> **What to do**
Tally the lines of the data that include the word "green". Only the number is to be returned.

=-=-=

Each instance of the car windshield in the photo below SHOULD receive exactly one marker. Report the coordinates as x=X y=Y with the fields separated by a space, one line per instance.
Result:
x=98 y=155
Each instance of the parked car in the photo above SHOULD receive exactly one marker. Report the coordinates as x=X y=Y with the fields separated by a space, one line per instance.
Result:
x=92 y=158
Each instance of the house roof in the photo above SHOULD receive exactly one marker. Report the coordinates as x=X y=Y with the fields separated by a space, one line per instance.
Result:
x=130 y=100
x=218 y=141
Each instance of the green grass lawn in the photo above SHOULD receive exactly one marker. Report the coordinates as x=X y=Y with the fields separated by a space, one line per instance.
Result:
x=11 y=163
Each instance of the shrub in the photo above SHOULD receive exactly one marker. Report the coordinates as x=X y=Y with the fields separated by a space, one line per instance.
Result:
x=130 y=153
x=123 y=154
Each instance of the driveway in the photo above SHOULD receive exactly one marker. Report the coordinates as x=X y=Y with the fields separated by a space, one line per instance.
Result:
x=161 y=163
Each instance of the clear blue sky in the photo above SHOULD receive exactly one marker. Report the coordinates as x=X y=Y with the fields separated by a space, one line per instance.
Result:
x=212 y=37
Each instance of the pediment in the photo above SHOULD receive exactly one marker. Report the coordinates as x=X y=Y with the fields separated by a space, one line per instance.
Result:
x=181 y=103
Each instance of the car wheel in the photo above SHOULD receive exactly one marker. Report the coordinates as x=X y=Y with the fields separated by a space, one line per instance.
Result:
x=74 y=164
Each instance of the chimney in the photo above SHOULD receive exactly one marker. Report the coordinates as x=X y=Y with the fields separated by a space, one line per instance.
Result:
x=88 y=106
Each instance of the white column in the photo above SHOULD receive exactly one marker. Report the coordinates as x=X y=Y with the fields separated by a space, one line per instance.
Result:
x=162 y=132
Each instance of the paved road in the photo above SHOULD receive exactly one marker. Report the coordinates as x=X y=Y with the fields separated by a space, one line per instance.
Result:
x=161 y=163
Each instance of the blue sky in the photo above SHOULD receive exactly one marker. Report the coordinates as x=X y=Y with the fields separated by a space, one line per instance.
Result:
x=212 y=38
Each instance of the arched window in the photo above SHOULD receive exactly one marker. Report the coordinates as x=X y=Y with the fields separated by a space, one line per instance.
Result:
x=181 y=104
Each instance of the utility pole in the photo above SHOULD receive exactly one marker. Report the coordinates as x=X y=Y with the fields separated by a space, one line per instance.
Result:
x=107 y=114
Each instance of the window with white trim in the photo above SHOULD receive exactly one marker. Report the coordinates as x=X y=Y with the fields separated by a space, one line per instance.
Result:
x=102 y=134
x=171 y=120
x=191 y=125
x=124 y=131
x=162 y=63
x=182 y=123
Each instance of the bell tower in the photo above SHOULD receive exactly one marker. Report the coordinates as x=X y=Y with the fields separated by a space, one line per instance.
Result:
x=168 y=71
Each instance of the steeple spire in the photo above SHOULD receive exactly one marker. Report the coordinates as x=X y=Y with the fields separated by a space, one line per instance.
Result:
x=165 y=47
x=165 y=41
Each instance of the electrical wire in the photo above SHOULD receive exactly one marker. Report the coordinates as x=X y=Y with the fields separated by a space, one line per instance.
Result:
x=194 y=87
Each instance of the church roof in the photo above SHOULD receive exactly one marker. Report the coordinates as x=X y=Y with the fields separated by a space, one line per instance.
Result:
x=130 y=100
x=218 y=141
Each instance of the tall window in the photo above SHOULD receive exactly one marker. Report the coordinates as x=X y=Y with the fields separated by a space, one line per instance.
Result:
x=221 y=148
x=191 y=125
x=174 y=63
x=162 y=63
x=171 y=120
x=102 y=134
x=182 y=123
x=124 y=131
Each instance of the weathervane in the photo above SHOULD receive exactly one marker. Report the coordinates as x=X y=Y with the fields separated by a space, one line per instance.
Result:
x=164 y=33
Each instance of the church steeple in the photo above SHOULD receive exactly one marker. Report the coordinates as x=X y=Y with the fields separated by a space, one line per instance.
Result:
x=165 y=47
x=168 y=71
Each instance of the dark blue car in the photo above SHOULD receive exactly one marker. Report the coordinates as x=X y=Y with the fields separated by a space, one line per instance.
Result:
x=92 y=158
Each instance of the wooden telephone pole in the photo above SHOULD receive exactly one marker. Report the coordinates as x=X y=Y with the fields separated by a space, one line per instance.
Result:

=-=-=

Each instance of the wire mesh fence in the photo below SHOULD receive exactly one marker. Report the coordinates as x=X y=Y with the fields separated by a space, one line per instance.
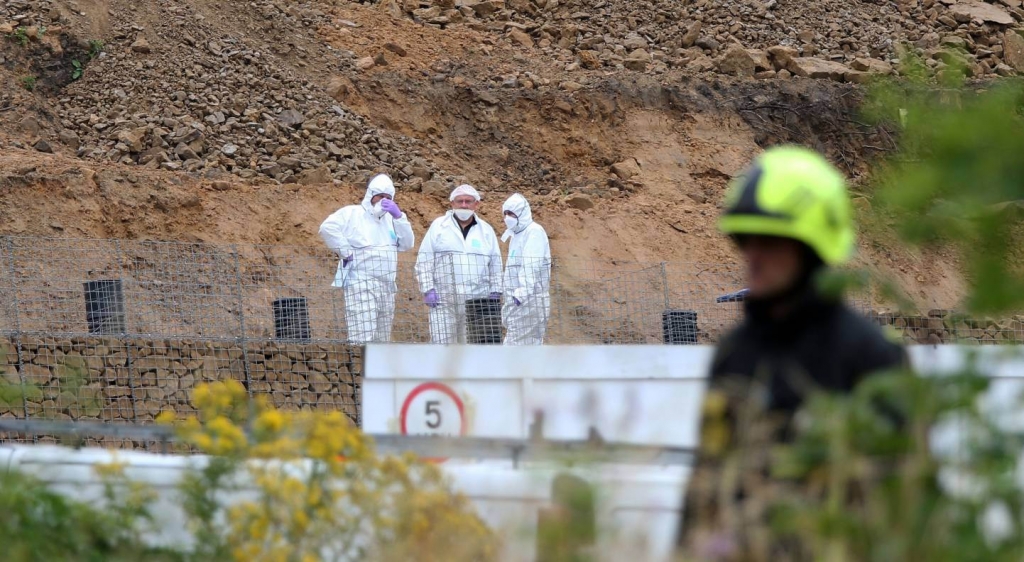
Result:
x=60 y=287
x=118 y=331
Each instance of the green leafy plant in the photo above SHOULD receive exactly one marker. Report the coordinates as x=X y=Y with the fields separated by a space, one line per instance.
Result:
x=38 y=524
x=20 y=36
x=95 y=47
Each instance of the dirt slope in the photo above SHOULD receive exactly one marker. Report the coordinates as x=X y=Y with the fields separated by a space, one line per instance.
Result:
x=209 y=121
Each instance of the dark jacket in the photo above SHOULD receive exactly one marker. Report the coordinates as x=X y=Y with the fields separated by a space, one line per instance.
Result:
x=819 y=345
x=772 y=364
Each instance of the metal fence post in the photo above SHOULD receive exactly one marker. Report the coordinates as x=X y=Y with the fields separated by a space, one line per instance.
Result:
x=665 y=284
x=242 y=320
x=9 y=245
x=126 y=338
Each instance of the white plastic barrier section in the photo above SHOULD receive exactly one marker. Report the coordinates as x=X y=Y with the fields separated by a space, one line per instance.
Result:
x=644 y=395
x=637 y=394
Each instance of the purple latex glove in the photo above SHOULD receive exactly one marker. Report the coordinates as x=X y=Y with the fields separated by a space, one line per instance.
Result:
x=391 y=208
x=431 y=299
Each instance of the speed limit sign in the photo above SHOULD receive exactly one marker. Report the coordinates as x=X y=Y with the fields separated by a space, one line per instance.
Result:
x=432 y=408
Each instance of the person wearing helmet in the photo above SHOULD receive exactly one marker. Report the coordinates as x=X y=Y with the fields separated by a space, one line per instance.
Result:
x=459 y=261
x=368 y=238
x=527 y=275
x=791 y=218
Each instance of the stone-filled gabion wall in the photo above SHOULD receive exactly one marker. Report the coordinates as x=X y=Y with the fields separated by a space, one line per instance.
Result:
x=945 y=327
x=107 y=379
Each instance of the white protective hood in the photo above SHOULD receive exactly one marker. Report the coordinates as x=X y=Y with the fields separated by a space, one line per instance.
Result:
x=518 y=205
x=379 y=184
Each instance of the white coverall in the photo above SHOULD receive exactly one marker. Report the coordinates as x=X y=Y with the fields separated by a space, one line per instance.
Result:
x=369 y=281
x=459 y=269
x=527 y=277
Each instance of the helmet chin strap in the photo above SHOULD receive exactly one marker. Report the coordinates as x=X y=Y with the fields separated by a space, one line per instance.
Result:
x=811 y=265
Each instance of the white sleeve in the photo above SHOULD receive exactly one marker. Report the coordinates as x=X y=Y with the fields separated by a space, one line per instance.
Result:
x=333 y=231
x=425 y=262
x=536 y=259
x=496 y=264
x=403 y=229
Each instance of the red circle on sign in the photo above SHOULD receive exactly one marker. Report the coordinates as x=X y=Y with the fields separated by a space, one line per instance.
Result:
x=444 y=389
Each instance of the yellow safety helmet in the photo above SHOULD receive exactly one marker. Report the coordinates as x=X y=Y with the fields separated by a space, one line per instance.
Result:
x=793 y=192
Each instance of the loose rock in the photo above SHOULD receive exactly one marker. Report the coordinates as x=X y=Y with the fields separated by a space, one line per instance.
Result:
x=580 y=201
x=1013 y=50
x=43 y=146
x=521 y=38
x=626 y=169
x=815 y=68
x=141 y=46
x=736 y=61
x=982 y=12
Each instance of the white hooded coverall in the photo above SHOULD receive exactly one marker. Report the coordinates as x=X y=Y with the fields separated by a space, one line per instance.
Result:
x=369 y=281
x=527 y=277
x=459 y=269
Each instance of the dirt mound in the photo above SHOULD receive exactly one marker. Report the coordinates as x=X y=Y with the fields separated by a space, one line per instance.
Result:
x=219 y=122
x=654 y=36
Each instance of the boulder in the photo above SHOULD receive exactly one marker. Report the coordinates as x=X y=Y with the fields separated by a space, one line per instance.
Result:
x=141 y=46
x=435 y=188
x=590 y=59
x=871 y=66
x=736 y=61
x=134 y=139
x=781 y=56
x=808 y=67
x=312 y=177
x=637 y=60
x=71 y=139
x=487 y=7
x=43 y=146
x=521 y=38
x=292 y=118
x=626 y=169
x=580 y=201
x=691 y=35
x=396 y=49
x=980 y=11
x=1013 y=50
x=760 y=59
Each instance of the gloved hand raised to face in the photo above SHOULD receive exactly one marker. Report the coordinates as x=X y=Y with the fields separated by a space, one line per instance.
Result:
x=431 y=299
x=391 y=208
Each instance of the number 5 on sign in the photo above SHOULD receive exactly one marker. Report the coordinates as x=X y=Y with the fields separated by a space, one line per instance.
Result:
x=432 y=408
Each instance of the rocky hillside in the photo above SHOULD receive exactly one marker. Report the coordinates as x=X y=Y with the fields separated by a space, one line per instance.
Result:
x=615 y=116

=-=-=

> **Output of the task**
2